(Task goal) Please transcribe the listing below in full and word for word, without its pictures.

Start of Input data

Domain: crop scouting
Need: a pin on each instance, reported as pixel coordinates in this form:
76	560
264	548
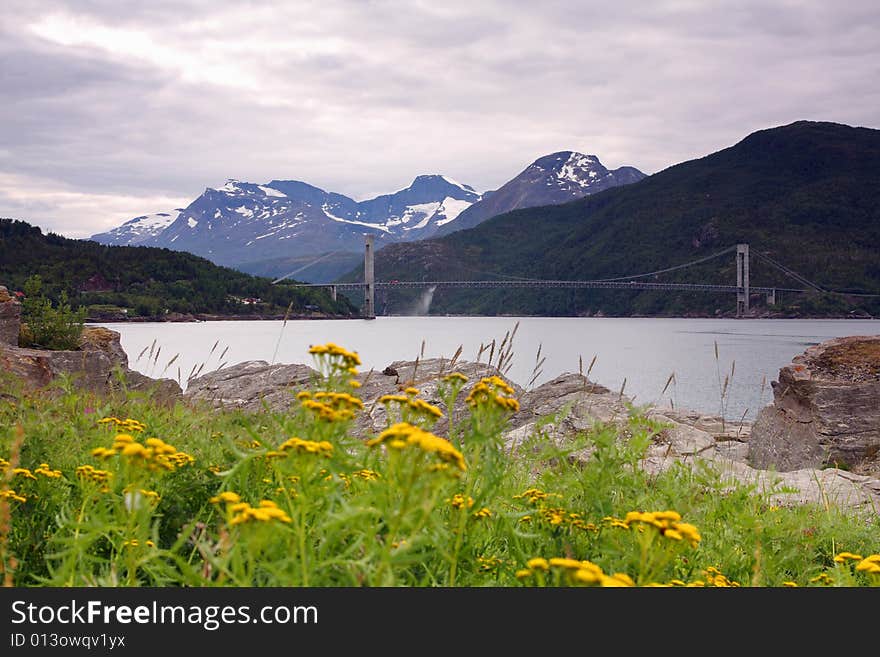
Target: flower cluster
403	435
555	516
459	501
869	564
10	494
488	564
366	474
493	390
535	495
90	473
573	572
240	512
716	578
291	445
128	424
48	472
154	454
331	406
25	473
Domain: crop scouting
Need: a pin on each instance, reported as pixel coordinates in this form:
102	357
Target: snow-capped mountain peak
240	223
555	178
139	230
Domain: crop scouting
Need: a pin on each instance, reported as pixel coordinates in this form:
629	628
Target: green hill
144	281
805	194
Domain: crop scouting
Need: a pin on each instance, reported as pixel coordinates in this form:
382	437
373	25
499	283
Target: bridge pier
742	279
369	279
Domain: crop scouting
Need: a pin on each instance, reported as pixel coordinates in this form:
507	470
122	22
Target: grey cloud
359	97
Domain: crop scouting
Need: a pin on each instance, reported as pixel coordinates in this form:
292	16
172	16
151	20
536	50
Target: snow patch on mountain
451	208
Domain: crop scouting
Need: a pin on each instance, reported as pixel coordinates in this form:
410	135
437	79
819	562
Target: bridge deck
614	285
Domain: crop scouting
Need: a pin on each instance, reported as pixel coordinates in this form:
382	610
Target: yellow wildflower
538	563
10	494
870	564
366	475
404	434
294	444
24	472
46	471
226	497
459	501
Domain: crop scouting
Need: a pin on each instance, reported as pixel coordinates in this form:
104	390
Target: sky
112	109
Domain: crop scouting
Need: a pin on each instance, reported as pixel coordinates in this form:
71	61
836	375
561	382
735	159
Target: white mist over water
643	351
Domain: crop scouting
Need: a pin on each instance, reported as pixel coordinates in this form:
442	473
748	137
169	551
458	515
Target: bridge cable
620	278
306	266
789	272
663	271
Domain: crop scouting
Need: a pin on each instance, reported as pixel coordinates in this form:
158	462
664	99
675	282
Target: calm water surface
638	354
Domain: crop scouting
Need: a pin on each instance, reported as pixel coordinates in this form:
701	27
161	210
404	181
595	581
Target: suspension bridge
742	289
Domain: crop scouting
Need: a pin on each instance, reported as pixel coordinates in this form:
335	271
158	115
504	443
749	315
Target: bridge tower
369	279
742	279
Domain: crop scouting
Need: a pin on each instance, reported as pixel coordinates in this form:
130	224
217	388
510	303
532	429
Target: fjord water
638	354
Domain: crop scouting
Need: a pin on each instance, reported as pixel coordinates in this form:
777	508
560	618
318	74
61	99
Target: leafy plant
45	326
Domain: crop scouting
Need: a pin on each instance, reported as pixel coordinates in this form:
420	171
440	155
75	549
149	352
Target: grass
124	491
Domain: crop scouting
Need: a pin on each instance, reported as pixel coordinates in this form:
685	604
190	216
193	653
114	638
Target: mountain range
806	195
288	227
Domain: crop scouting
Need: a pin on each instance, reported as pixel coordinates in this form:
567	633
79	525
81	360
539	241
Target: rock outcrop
251	385
10	318
683	437
557	411
825	411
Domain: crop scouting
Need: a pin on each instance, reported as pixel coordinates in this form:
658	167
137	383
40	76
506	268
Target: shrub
45	326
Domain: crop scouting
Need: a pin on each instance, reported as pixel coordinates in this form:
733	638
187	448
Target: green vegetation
45	326
807	195
128	492
118	282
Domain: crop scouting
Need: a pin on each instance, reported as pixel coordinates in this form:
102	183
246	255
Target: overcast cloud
113	109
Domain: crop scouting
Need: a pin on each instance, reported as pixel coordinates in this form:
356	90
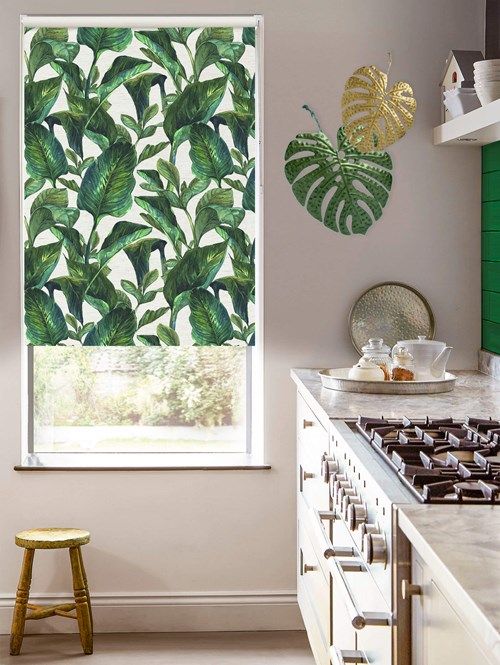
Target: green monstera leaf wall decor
341	187
139	159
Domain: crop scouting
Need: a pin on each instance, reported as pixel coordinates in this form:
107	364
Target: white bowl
494	76
486	96
486	84
484	67
485	64
457	102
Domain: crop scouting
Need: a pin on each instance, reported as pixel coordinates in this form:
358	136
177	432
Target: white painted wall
234	531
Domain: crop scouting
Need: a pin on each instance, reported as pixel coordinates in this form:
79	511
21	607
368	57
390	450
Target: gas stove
440	461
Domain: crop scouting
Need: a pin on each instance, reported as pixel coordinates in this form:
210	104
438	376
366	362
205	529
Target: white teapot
366	370
430	357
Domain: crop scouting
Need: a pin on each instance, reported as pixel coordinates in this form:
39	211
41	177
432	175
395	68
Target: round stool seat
51	538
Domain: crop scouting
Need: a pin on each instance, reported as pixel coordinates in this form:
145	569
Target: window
141	158
149	399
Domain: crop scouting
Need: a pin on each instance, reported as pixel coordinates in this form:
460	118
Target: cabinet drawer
318	647
313	444
315	585
311	434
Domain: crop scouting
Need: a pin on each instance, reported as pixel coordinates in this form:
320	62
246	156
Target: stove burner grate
443	460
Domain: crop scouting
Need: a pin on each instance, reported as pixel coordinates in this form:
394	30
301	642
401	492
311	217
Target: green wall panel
491	336
490	245
490	216
491	276
490	190
491	157
491	306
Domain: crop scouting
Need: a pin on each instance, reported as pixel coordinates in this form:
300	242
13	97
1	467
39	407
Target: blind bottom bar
141	21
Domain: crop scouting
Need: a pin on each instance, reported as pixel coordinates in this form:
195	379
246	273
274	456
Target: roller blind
139	181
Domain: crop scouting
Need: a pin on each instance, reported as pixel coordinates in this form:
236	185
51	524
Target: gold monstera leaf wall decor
373	116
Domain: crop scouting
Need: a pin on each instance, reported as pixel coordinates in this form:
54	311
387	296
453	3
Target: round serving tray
391	310
338	379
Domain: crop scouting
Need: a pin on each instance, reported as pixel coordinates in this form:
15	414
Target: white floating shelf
477	127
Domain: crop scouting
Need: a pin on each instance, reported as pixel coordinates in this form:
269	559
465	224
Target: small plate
338	379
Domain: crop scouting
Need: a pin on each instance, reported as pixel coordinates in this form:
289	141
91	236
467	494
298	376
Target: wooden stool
51	539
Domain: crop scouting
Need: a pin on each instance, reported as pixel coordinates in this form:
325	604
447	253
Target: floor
275	648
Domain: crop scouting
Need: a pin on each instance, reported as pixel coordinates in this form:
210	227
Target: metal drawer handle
359	619
408	589
342	657
330	549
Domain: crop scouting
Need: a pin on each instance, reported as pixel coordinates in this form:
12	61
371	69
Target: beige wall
235	531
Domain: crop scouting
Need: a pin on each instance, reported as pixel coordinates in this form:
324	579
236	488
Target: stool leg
81	601
86	586
22	596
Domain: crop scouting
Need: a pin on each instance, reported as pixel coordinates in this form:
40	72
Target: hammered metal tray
390	310
338	379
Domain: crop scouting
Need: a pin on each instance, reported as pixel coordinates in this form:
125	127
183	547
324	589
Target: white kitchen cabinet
439	636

End of Input data

(Task solution)
Domain: crop scouting
Need: a pin on each instance, reported as pixel coordinates in this form:
76	560
264	548
Target: flower cluster
403	435
555	516
459	501
869	564
10	494
488	564
366	474
493	390
535	495
90	473
573	572
240	512
716	578
291	445
128	424
48	472
154	454
331	406
25	473
Domain: crop scouting
Need: a pin on each instance, reported as pixel coordinates in this form:
102	357
Target: snow-capped mountain peak
240	223
555	178
139	230
Domain: crop scouting
Need: a pin on each instance, reported as pixel coordinates in this form:
629	628
Target: green hill
144	281
805	194
Domain: crop scouting
Need: a pin on each instance, reported as pixel coordinates in this form:
382	437
373	25
499	283
Target: bridge pier
742	279
369	279
Domain: crop scouting
Need: a pin on each instance, reported as pixel coordinates in this form:
507	470
122	22
Target: grey cloud
359	97
Domain: crop scouting
Need: a pin on each instance, reported as pixel coordinates in this form:
292	16
172	16
151	20
536	50
Target: snow patch on mountain
451	208
Domain: crop scouting
Need: a pin on each instance, reported as pixel coordinates in this form:
410	135
437	79
819	562
Target: bridge deck
614	285
Domain: crop scouting
Need: a pin on each instance, reported as pixel coordinates in this form:
382	610
Target: yellow wildflower
538	563
10	494
870	564
366	475
404	434
294	444
24	472
46	471
226	497
459	501
Domain: crop scouting
Need: a pin on each instance, reported as pixel coordinates in this form:
104	390
Target: sky
112	109
Domain: crop scouting
Need: a pin on each instance, reported as pixel coordinates in this form:
71	61
836	375
561	382
735	159
Target: white mist over water
643	351
Domain: crop scouting
Need: a pin on each instance, reported as pixel coordinates in this form:
442	473
748	137
169	551
458	515
Target: bridge cable
620	278
306	266
789	272
663	271
Domain: crop scouting
Need: a pin on each instance, reported as pixel coordinates in this form:
158	462
664	99
675	282
Target: calm water surface
638	354
Domain: crop scouting
Need: a pin on each instance, reported as pixel coordinates in this form:
701	27
161	210
404	181
595	581
Target: suspension bridge
742	289
Domain: crop scouting
Need: a pin on each instance, reported as pixel coordinates in this form:
335	271
158	115
504	443
749	315
Target: bridge tower
369	279
742	279
Domain: crop scouting
Need: a pin on each instance, reported as pixel coordinates in this form:
130	224
217	388
510	303
532	429
Target: fjord water
638	354
Domain: crop scouting
Need: a pin on each instance, reported as pixel coordinates in this form:
777	508
560	618
318	74
61	99
Target: leafy plant
45	326
Domain: crop scouting
Need: a pin on each instance, reported as pixel coordinates in this form:
420	171
440	155
75	549
149	352
Target: grass
124	491
Domain: crop scouting
Need: a pin on each instance, reported as pixel coordinates in this form:
685	604
190	216
193	653
114	638
Target: mountain range
806	195
288	227
Domain: crop scouting
Need: a pin on each instance, reported as pixel coordinates in this form:
567	633
79	525
81	360
539	241
Target: rock outcrop
251	385
10	318
683	437
557	411
825	411
Domain: crop scouting
Need: a pin on each instance, reported as pixel coordinates in this form:
658	167
137	383
40	76
506	268
Target: shrub
45	326
Domain: crop scouting
Need: a pin on each instance, reported as pixel coordinates in this form:
733	638
187	448
Target: green vegetation
45	326
807	195
128	492
118	282
Domain: crop scouting
Need: a pin on each instance, reported as pixel coordinates in this form:
102	183
246	255
Target: overcast cloud
113	109
Domain: crop scouting
Need: a pin on each instance, reported as pixel coordinates in this form:
356	90
Target: green monstera leaf wall decor
341	187
139	159
Domain: crop scouting
Need: a pin on each instance, reported as pixel coordinates in this form:
107	364
Target: white bowl
494	76
486	96
486	84
484	67
485	64
457	102
Domain: crop scouting
Need: a pin on each instance, reported as pixel coordinates in this form:
358	136
177	432
Target: white painted wall
234	531
Domain: crop scouting
Need: a pin on each instance, reported as pixel coordinates in this form:
79	511
21	607
368	57
390	450
Target: gas stove
440	461
Domain: crop scouting
Need: a pin on each instance, reported as pixel coordinates in this form:
210	104
438	376
366	362
205	529
Target: white teapot
366	370
430	357
Domain: crop scouting
Need: a pin on each instance, reported as pixel coordinates in this form:
39	211
41	177
432	175
395	68
Target: round stool seat
51	538
Domain: crop scouting
Need: a pin on each instance, reported as pixel coordinates in this form:
145	569
Target: window
141	158
149	399
Domain: crop scouting
Need: a pin on each instance, reported as pixel coordinates in this form:
460	118
Target: cabinet drawer
318	647
313	444
315	585
311	434
Domain: crop scouting
Need: a pin on each instance, reported as pixel coordinates in this form:
320	62
246	156
Target: stove burner grate
443	460
Domain: crop scouting
Need: a pin on each instance, reported as pixel coordinates in this form:
394	30
301	642
401	492
311	217
Target: green wall panel
491	336
490	245
490	216
491	276
490	190
491	157
491	306
Domain: crop scouting
Need: a pin on each instance, reported as pixel coordinates in this form:
300	242
13	97
1	467
39	407
Target: blind bottom bar
141	21
Domain: crop scouting
Need: a pin on each instance, reported as pixel coordinates in this form:
195	379
246	273
274	456
Target: roller blind
139	181
Domain: crop scouting
Need: a pin on each instance, reported as pixel coordinates in this form:
236	185
51	524
Target: gold monstera leaf wall decor
373	116
Domain: crop scouting
Need: a pin on each instance, reported as pixel coordinates in this form:
54	311
387	296
453	3
Target: round serving tray
391	310
338	379
Domain: crop scouting
Need: a pin on each instance, reported as pixel coordinates in this form:
15	414
Target: white floating shelf
477	127
Domain: crop scouting
Need: a pin on each instance, reported as pixel coordinates in this form:
269	559
465	224
Target: small plate
338	379
Domain: crop scouting
Need: a pin on each instance, reported as pixel coordinates in this form:
289	141
91	236
467	494
298	376
Target: wooden stool
51	539
Domain: crop scouting
Need: a pin on each instance, reported as pixel coordinates in this form:
325	604
447	253
Target: floor
275	648
Domain: crop scouting
Need: a pin on each instance, reported as pixel coordinates in this form:
210	227
Target: metal drawer handle
359	619
408	589
342	657
330	549
Domain: crop scouting
Need: a pin on each instance, reported as pixel coordinates in this form:
12	61
371	69
Target: beige wall
235	531
Domain: crop scouting
Need: a pin on each instance, reported as pixel coordinates in this form:
324	579
236	488
Target: stool leg
81	601
86	586
22	596
Domain: crop scouting
Need: a pin on each instance, reported as pixel coordinates in this form:
40	72
Target: hammered metal tray
390	310
338	379
Domain: crop scouting
Need: a pin on each instance, reported as pixel coordinates in this form:
125	127
183	547
324	589
Target: white kitchen cabinet
439	636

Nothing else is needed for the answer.